• Records shown:
____________________
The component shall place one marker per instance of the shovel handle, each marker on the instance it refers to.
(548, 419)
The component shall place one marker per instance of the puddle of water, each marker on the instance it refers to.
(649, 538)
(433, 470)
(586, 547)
____________________
When you repeat the data, keep each line exactly as given.

• Answer section:
The component shall place one marker per instance of the shovel handle, each marker on the instance it refers to.
(548, 419)
The component shall place one marker per instance of the puddle of water, each marker on the instance it refers to.
(649, 538)
(433, 470)
(586, 547)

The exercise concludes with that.